#### What the task asks:
Please condense the paragraph of the medical examiner text that begins "After completing medical school" into a short bulleted list that keeps its main facts.

In order to become a medical examiner, individuals need to earn a Doctor of Medicine (MD) degree. Before applying to medical school, students must first earn an undergraduate degree and complete pre-med prerequisites in chemistry, biology, organic chemistry, physics and mathematics. Since medical examiners often run forensics exams on corpses, taking forensic pathology elective courses as an undergraduate could prove useful, especially since not all MD programs offer extensive coursework in this field.

Most MD programs are set up so that students spend the first two years in classroom lectures and the remaining two years in clinical rotations working with patients. Coursework in these programs include human health and disease, anatomy, immunology, pathology, medical technologies and healthcare law. During clinical rotations, medical students spend time training in different departments, such as pediatrics, surgery, neurology and ambulatory medicine.

Licensing Requirements

Upon completing an MD program, individuals might need to become licensed physicians prior to entering a residency training program. According to the U.S. Bureau of Labor Statistics (BLS), licensing procedures in all states involve passing an exam, such as the United States Medical Licensing Examination (www.bls.gov). This exam is divided into three different sections, including clinical knowledge, clinical skills and practical applications of scientific medical concepts.

Postgraduate Training

After completing medical school, individuals who want to become medical examiners require specific training that can be achieved through a residency program related to anatomic or forensic pathology. Residency programs allow doctors to specialize in a particular field, and some residency programs can take up to seven years or more to complete. Anatomic and forensic pathology residencies take about 3-4 years and cover such topics as identification of suspicious markings or substances during autopsies, the respectful treatment of remains and common procedures during a forensic autopsy examination.

Medical Examiner Certification Requirements

Following a residency training program, medical examiners can choose to become certified. Several nationally recognized organizations provide medical examiners with credentials that certify them in various medical specialties related to their jobs. For example, the American Board of Pathology has certification and specialty certification programs for anatomic and forensic pathology.

Most credential-granting boards require applicants to pass an examination to become certified. Credentialed workers usually keep their certifications active by participating in continued education courses or seminars.

Salary and Employment Outlook

Medical examiners fall into the BLS job category of compliance officers. According to the BLS, compliance officers are projected to see a 5% job growth from 2012 to 2022. The average salary for compliance officers was $64,960 in 2012.

#### Entries shown:
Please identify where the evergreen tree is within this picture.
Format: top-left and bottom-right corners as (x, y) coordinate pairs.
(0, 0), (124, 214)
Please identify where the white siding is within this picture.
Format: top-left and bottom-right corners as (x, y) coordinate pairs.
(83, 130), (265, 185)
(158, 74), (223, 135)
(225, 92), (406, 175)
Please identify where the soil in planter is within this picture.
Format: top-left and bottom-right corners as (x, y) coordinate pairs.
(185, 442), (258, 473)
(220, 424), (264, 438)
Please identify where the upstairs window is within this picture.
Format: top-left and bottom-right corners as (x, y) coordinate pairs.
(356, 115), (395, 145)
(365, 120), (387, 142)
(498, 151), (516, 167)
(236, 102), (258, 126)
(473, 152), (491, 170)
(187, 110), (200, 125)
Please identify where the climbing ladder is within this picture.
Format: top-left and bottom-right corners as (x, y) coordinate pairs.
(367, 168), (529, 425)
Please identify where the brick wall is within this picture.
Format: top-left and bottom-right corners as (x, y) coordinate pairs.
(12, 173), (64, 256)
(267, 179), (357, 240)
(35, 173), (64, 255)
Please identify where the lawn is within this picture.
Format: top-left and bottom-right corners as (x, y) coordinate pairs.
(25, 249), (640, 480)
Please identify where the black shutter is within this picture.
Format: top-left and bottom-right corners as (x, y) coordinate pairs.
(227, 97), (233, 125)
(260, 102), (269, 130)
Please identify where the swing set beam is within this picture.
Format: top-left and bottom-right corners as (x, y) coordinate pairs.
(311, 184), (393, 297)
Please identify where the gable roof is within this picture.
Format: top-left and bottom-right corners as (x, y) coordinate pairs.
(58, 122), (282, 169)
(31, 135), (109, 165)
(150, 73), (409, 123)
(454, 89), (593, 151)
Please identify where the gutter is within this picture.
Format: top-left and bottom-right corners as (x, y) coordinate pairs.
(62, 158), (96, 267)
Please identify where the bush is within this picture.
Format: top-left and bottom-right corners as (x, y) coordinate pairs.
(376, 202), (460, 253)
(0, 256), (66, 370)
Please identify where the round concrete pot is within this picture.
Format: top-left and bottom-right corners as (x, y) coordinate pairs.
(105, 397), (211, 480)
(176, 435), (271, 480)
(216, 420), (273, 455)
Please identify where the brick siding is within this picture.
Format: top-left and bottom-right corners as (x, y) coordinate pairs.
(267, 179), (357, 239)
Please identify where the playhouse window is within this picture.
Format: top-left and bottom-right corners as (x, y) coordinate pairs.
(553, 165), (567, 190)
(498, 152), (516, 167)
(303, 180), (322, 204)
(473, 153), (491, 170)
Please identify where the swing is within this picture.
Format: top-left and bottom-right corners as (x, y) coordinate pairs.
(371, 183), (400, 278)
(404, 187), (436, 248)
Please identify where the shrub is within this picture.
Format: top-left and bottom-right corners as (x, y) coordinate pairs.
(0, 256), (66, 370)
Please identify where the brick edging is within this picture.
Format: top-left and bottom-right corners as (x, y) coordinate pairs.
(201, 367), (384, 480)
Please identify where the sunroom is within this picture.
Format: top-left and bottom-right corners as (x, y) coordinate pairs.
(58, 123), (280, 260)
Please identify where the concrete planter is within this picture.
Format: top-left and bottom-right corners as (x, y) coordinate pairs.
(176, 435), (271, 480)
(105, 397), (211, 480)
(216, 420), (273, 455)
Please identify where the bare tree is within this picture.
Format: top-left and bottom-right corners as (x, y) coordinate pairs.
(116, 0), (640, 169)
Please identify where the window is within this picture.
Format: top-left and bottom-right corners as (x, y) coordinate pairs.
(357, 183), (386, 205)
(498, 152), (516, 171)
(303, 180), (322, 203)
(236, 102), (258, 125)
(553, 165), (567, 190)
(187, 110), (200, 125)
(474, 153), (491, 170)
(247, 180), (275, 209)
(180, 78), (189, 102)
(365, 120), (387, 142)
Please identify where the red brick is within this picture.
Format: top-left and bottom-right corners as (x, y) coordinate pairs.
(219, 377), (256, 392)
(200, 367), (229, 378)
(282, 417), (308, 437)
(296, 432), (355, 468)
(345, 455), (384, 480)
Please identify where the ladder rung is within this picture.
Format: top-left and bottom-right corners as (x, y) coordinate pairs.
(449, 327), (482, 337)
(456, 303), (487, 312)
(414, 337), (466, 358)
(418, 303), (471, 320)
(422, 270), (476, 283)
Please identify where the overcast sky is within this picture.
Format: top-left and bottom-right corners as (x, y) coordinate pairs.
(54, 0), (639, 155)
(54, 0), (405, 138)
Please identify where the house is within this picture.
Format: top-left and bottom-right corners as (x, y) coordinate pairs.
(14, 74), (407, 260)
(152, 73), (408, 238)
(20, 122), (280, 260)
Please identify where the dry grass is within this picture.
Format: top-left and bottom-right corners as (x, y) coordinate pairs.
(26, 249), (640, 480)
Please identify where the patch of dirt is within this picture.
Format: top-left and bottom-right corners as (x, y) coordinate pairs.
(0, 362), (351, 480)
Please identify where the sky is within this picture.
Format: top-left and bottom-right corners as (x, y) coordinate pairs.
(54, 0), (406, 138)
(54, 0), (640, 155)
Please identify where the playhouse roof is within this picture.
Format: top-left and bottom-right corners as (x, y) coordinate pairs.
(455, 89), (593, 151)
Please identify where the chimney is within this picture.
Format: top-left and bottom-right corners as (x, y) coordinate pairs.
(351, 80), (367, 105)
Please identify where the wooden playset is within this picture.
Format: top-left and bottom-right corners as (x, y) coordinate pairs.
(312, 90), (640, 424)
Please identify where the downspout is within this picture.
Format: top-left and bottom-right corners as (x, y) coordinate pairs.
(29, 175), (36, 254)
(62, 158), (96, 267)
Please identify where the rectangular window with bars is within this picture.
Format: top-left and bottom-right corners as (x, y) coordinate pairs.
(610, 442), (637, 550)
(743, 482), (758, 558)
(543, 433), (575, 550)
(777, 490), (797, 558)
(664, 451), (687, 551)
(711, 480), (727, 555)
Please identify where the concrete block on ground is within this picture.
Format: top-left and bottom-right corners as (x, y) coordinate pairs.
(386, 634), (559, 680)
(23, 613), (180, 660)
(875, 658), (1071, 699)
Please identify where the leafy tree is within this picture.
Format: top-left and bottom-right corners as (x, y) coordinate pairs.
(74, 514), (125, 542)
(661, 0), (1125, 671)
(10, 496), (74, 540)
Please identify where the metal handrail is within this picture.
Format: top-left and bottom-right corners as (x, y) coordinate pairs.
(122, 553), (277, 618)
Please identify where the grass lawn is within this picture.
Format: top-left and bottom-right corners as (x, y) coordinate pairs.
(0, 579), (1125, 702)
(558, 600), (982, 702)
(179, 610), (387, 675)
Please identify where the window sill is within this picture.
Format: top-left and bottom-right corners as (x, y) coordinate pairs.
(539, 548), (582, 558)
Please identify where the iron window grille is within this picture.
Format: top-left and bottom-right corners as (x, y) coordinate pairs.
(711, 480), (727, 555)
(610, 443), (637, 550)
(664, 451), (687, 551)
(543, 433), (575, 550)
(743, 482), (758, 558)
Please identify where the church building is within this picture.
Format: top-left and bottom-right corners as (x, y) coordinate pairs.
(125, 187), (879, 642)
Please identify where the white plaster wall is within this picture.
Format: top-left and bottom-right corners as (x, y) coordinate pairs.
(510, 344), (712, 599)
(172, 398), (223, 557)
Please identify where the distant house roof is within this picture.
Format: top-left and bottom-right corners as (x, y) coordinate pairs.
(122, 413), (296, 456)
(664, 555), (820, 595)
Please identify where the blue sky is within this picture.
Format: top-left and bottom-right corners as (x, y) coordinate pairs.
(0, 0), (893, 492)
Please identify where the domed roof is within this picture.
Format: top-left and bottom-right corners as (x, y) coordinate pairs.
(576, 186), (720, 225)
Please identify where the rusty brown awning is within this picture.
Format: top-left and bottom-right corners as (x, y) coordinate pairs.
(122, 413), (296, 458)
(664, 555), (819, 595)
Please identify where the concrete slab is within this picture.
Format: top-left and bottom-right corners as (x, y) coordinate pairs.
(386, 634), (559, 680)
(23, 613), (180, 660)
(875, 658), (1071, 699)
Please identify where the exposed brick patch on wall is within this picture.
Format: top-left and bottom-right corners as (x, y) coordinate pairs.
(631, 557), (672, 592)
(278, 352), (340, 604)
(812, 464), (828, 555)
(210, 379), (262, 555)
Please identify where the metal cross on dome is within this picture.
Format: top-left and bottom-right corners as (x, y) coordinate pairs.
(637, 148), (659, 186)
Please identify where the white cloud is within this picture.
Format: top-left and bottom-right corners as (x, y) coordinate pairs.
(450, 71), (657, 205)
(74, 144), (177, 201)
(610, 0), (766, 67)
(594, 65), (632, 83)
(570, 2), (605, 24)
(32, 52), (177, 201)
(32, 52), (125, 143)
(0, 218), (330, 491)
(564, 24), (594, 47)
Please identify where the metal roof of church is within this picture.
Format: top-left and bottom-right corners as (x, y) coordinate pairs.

#### Response to the task:
- After medical school, aspiring medical examiners need specific training through a residency in anatomic or forensic pathology.
- Residencies let doctors specialize in a particular field. Some take seven years or more.
- Anatomic and forensic pathology residencies last about 3–4 years.
- Topics include:
  - identifying suspicious markings or substances during autopsies
  - treating remains respectfully
  - common forensic autopsy procedures